» **Assignment**: From the lines below, copy each one that contains the string "negative".

(Collected data entries)
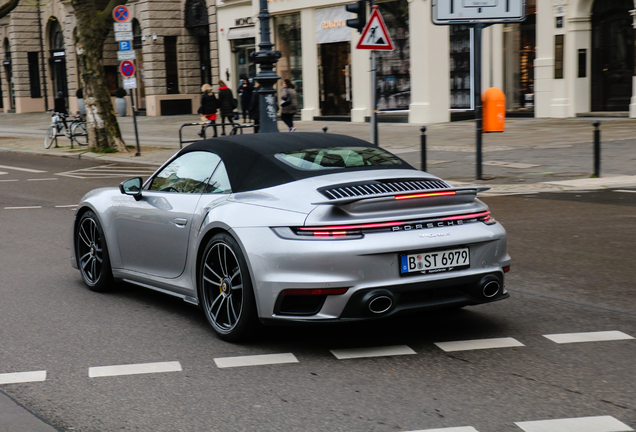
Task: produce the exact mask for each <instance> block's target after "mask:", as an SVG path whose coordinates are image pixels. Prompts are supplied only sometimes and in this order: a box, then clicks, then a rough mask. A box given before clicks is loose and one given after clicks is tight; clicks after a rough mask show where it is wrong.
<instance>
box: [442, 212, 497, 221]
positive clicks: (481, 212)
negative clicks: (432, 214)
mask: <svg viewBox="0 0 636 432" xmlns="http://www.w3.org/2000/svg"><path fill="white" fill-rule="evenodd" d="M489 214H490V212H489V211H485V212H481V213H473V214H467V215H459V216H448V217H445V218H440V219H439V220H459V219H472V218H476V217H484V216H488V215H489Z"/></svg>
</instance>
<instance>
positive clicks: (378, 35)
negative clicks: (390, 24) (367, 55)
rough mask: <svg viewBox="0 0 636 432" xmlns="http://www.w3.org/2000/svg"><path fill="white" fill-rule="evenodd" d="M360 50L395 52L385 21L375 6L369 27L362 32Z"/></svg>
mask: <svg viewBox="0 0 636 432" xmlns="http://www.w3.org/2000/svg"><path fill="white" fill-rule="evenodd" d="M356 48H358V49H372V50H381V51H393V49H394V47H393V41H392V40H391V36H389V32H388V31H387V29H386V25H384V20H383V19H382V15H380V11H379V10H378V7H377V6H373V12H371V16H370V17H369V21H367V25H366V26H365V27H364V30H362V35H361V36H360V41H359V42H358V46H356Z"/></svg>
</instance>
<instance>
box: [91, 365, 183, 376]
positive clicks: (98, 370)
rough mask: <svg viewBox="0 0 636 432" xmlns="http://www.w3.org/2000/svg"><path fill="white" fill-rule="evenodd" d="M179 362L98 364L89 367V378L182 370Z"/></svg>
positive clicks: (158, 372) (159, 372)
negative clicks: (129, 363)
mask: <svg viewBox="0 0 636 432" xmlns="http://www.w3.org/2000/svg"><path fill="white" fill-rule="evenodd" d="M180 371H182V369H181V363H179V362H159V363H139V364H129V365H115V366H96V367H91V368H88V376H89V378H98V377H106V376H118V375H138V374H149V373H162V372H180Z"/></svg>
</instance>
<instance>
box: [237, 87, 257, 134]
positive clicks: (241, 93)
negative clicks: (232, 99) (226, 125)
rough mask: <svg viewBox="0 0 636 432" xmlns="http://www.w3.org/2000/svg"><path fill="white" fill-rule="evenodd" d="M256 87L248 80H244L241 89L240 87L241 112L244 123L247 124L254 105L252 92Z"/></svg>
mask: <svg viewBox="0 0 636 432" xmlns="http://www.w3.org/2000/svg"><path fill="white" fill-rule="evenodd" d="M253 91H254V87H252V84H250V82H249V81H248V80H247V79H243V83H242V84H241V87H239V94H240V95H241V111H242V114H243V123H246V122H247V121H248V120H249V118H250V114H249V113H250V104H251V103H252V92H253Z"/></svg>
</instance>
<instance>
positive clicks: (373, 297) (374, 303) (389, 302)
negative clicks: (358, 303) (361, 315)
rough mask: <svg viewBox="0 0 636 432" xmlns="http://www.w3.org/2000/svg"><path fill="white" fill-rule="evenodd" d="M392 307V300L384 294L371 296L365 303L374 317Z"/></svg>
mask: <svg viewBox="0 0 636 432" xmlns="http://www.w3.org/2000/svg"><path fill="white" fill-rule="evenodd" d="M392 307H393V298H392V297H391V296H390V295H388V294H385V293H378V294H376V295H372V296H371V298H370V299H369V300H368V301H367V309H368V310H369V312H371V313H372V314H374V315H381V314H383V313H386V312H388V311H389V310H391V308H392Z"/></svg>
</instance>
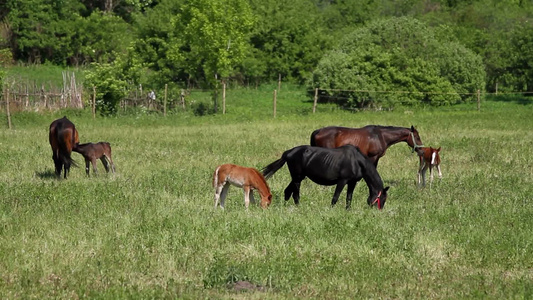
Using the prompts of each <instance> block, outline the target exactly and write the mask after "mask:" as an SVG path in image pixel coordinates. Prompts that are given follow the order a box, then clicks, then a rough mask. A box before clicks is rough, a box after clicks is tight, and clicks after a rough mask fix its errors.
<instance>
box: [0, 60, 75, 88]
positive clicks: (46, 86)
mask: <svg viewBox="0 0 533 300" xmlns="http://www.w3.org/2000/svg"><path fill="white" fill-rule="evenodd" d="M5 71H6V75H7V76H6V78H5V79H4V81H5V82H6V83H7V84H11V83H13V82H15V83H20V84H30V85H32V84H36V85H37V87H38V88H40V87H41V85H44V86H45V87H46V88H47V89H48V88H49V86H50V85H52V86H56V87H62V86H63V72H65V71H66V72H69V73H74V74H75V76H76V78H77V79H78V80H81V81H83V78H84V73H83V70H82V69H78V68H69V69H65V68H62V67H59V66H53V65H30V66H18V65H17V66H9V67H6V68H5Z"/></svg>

...

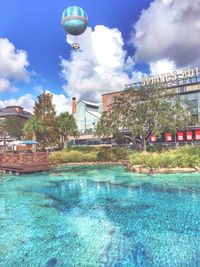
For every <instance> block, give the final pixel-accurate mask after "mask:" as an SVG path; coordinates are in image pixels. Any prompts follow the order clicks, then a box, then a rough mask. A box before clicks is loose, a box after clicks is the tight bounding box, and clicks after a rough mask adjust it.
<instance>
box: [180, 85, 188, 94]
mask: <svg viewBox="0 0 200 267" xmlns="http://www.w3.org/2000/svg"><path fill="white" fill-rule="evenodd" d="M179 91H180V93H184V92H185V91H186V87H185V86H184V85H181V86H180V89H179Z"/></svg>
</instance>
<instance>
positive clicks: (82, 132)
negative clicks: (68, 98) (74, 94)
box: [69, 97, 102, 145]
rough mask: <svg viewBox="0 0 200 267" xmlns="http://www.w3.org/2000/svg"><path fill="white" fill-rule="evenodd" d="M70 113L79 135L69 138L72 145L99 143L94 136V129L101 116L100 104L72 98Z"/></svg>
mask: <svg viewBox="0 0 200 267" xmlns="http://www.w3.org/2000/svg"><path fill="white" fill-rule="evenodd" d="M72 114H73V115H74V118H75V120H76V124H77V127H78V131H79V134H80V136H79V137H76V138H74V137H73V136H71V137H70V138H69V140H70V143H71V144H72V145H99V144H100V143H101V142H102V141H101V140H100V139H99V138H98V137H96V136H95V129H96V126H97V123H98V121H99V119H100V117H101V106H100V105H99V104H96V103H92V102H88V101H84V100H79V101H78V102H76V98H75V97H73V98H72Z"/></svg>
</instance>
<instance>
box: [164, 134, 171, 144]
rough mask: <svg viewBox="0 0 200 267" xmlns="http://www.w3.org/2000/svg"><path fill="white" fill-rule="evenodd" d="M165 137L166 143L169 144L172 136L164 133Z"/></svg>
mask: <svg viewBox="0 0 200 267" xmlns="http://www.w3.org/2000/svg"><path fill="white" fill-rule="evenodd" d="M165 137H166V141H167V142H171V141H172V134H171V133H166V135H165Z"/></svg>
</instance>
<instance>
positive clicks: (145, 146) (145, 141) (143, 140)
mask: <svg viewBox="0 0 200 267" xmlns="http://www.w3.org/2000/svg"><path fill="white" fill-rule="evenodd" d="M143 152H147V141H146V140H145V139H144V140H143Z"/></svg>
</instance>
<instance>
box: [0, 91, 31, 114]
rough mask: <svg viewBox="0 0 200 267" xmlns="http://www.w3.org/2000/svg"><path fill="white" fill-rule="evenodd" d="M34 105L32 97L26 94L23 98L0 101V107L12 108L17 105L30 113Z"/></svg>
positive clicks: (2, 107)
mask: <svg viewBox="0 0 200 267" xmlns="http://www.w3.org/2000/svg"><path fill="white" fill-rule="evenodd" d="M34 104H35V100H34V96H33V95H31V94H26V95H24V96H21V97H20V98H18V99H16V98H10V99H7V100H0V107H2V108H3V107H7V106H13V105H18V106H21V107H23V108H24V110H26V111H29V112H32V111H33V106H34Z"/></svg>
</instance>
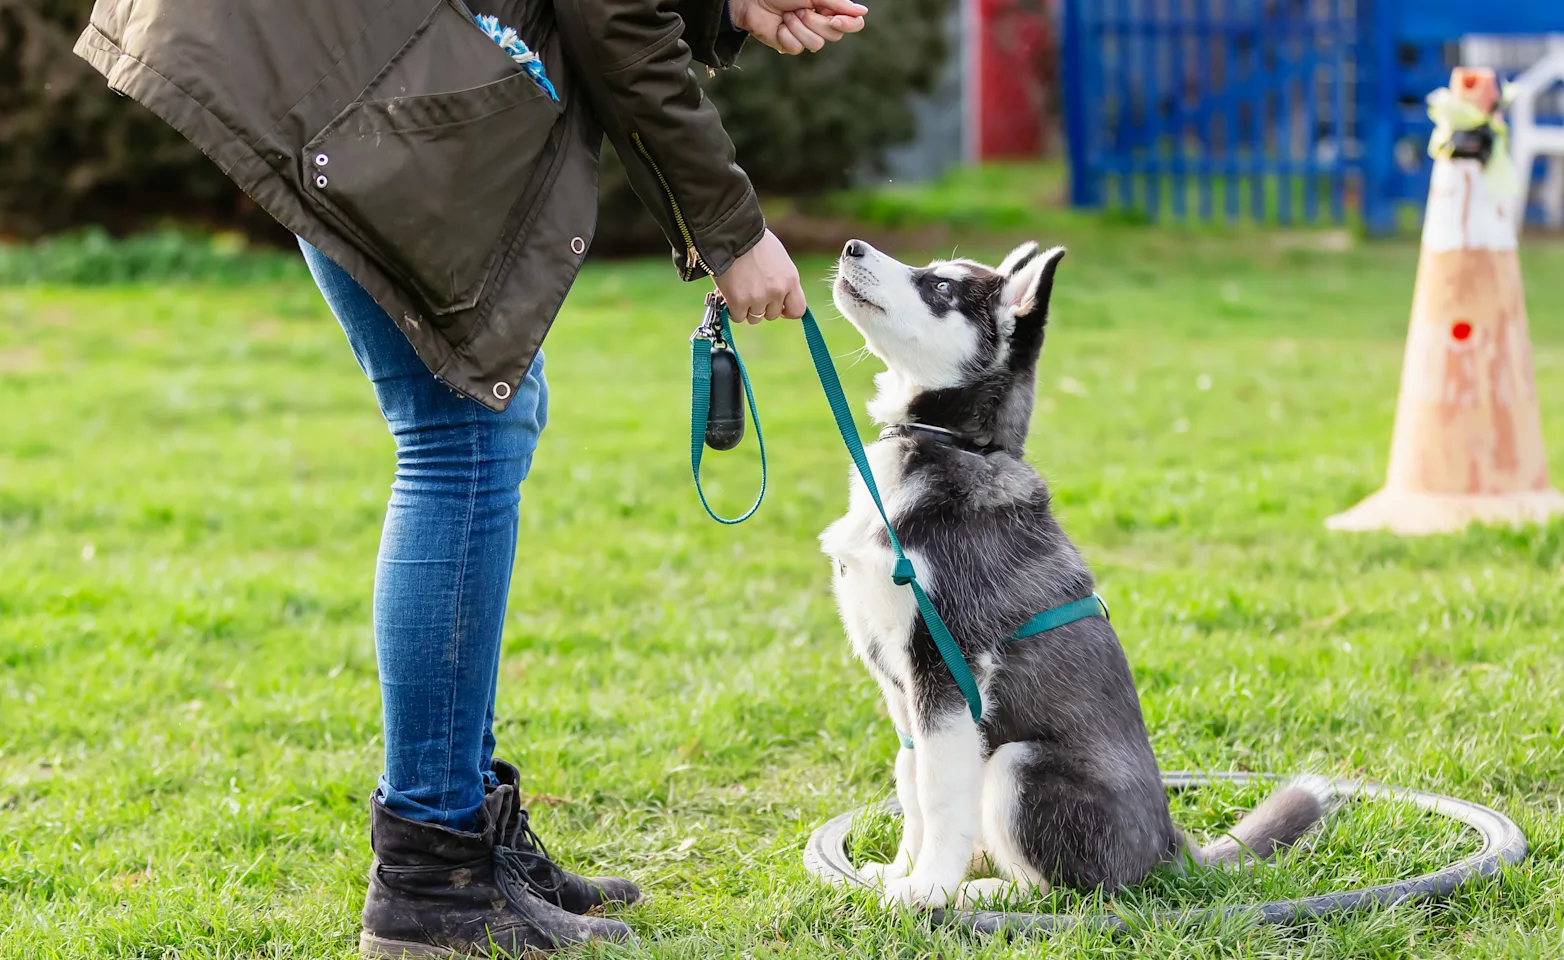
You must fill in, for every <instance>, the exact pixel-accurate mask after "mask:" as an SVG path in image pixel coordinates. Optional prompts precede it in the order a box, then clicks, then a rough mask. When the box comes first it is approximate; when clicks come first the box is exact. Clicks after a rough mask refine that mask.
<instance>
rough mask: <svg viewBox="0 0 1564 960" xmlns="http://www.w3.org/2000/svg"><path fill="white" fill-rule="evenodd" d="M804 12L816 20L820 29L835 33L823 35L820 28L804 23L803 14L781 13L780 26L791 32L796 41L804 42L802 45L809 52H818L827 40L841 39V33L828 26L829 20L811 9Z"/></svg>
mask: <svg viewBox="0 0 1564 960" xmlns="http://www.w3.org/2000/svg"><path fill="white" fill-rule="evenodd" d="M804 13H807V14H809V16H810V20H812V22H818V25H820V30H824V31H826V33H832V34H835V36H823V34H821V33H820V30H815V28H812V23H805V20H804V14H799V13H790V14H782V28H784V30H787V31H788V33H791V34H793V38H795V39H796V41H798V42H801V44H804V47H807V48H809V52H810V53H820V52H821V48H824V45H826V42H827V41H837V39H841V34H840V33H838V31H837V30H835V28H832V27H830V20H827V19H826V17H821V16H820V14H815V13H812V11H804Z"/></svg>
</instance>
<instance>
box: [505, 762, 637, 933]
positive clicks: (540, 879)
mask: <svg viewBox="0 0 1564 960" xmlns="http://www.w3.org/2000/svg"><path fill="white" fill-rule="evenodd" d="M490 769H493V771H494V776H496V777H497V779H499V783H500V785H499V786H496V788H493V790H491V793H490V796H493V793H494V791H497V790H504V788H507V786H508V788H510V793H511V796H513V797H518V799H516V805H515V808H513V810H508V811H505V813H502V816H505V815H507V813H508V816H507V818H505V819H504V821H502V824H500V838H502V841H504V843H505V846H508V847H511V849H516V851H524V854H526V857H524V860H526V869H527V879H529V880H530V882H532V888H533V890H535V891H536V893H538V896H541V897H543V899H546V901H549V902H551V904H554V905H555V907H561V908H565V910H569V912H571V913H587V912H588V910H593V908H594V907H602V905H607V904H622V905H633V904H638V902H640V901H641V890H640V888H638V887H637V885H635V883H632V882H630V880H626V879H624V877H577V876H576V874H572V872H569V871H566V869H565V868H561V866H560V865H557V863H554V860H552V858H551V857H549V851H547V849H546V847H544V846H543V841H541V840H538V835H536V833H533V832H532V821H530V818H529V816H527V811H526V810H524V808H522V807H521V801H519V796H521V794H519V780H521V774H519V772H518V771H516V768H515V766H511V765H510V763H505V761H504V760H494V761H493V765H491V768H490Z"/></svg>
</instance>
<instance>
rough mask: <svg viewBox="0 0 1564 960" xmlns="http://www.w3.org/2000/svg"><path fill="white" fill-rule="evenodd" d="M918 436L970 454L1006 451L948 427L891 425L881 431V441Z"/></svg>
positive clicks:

» **Your response**:
negative clicks: (432, 214)
negative clicks: (390, 24) (367, 55)
negative clicks: (129, 363)
negative clicks: (232, 99) (226, 125)
negative clicks: (358, 303) (361, 315)
negative clicks: (68, 98) (74, 94)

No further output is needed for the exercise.